- _Data to process_:
______

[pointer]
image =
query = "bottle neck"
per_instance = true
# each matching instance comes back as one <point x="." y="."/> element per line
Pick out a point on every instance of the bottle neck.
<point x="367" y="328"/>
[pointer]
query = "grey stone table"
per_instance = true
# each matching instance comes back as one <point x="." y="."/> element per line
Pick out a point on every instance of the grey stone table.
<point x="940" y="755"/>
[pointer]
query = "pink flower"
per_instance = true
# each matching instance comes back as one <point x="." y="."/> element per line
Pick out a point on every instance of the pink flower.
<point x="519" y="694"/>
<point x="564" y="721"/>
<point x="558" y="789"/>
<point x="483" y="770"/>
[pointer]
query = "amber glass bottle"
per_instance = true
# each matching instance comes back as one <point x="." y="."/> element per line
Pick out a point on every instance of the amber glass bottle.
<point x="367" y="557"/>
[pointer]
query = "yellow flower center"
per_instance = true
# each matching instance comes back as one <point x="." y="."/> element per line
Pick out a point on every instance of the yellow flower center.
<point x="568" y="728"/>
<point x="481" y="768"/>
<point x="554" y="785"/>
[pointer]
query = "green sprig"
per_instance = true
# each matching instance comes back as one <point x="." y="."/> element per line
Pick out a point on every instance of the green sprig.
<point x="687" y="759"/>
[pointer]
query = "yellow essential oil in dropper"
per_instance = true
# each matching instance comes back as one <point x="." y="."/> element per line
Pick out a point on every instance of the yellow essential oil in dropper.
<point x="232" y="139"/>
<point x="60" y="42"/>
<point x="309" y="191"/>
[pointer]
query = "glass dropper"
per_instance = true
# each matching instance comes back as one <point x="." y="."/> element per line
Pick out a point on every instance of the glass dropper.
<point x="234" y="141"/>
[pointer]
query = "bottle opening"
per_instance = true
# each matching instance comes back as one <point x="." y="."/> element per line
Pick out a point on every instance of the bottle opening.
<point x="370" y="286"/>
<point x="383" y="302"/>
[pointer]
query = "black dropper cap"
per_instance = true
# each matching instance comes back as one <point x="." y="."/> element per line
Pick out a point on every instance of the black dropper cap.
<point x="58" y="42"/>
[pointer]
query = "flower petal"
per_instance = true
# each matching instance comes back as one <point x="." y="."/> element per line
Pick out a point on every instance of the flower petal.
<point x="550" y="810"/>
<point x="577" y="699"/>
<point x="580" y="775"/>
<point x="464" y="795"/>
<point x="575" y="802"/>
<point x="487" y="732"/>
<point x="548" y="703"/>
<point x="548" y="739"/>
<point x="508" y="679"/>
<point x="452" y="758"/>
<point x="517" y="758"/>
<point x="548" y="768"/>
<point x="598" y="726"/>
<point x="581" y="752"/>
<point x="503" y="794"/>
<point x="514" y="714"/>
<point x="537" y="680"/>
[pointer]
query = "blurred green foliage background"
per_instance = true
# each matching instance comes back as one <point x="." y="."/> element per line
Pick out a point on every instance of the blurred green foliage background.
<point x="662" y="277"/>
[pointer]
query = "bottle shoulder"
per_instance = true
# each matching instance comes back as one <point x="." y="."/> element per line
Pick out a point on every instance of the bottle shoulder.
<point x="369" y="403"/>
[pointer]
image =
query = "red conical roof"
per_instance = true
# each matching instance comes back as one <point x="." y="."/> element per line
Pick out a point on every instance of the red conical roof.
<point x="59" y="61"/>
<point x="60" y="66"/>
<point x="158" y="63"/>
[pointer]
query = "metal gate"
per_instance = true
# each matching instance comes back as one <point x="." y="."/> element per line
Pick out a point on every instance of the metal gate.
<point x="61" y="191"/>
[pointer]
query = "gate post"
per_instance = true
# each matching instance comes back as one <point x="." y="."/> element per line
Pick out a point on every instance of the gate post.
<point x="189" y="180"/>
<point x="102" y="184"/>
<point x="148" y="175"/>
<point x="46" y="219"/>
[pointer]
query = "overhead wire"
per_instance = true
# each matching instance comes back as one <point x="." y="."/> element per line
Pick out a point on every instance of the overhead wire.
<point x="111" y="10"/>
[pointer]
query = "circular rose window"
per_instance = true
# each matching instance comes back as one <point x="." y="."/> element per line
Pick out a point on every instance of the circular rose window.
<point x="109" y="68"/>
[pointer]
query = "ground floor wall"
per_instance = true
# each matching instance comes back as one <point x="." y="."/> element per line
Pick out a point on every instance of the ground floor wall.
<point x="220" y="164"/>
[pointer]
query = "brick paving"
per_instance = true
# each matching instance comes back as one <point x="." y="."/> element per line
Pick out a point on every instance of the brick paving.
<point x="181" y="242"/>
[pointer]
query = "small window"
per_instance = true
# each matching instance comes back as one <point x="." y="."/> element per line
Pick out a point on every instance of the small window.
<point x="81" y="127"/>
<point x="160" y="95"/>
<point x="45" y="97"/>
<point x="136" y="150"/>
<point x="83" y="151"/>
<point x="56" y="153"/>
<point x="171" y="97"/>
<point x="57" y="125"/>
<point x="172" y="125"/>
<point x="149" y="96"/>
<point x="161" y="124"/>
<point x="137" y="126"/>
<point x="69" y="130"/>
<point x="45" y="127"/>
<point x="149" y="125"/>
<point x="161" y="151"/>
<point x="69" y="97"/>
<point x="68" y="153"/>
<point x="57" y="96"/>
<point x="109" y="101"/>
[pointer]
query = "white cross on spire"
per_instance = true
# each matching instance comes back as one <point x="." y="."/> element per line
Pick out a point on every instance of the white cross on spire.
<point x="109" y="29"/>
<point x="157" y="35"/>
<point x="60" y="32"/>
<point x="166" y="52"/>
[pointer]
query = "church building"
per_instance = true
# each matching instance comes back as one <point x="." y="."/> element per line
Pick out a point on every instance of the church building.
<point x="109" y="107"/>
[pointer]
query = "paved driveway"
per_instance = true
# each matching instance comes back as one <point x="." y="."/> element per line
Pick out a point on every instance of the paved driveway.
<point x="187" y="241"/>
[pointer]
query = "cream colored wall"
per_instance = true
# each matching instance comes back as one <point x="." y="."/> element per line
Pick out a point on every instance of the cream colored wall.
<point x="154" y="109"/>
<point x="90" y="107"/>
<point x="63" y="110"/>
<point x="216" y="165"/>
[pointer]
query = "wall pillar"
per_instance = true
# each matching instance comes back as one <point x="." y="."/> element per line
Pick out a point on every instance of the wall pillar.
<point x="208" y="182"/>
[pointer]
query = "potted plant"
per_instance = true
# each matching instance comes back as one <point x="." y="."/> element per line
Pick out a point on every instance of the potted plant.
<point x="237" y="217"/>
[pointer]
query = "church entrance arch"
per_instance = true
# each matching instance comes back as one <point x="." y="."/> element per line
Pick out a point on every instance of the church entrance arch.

______

- _Problem requirements_: Among the lines above, find the ones containing "arch" and copy them.

- _Exercise solution_:
query = "church entrance arch"
Pick out a point on every instance of the church entrance arch.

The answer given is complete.